_Task prompt_. Please render the data from the line containing "Objective — one point on each instance of the amber" through the end of the data, both included, as a two-column CSV headed text and answer. Give each wording in its own row beside its answer, with each value in a single quoted field and line breaks replaced by spaces.

_Data rows_.
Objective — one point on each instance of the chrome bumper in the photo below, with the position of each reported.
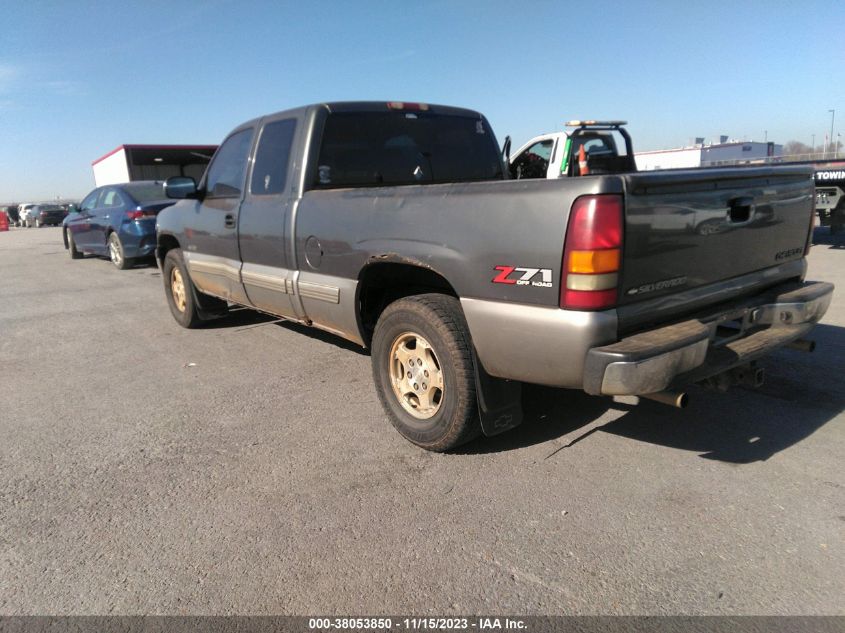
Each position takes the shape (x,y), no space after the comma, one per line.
(695,349)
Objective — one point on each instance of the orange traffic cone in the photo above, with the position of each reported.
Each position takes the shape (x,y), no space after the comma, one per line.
(582,162)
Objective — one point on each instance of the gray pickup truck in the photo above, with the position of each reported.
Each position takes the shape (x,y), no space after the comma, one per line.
(394,225)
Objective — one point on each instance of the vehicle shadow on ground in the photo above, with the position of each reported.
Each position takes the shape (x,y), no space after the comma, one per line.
(738,427)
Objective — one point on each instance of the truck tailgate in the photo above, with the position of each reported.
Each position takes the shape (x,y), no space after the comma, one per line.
(686,229)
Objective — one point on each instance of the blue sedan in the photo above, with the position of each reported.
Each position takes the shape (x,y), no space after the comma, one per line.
(117,221)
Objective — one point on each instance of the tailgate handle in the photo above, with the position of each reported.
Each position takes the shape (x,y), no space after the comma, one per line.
(741,209)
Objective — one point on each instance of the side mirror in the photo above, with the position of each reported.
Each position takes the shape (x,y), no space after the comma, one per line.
(180,187)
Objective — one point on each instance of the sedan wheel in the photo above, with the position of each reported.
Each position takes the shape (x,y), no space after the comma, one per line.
(177,289)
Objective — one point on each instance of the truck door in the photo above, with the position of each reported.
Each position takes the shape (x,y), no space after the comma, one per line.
(211,233)
(79,223)
(263,224)
(534,161)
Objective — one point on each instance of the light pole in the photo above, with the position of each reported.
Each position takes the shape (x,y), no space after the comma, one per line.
(832,114)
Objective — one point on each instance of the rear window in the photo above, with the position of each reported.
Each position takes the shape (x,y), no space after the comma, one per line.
(147,192)
(362,149)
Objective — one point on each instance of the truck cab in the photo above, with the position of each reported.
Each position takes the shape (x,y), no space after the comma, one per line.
(591,147)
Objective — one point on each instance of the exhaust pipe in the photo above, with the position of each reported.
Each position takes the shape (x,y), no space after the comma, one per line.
(802,345)
(749,376)
(677,399)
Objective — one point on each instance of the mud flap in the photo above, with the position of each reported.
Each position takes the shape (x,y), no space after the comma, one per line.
(499,401)
(209,308)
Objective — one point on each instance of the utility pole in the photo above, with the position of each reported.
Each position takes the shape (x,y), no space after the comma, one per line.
(832,114)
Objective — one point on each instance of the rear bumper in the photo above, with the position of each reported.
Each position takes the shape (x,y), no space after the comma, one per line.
(697,348)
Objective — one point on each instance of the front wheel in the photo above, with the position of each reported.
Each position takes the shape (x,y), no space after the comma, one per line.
(423,371)
(116,253)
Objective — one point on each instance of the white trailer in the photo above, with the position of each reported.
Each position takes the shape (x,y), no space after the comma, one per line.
(127,163)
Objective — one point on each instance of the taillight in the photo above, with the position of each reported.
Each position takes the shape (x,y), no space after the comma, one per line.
(592,254)
(139,214)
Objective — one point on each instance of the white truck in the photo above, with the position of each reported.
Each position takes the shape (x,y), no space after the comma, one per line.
(592,147)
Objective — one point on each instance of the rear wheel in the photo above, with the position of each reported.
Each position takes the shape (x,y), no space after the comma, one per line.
(116,253)
(423,371)
(180,290)
(71,246)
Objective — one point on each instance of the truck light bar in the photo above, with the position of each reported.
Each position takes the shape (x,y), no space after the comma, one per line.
(583,123)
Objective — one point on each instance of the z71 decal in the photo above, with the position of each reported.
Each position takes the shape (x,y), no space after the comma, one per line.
(525,276)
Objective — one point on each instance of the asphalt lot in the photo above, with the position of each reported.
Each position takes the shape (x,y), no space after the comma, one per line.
(248,468)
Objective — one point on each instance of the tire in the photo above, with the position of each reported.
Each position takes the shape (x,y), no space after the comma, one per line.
(117,254)
(442,413)
(180,290)
(71,246)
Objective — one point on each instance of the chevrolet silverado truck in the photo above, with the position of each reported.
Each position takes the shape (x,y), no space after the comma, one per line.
(395,226)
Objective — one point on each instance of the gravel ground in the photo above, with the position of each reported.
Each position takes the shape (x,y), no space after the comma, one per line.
(248,468)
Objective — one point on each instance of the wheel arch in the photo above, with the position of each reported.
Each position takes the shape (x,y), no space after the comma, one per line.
(383,282)
(165,242)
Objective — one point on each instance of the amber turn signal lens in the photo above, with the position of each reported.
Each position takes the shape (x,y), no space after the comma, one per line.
(593,262)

_Task response_.
text,answer
"Objective — one point on each instance of the amber turn signal lens in the photo above, with the position of each reported. Each position takes the shape (x,y), no space after the comma, one per line.","(593,262)"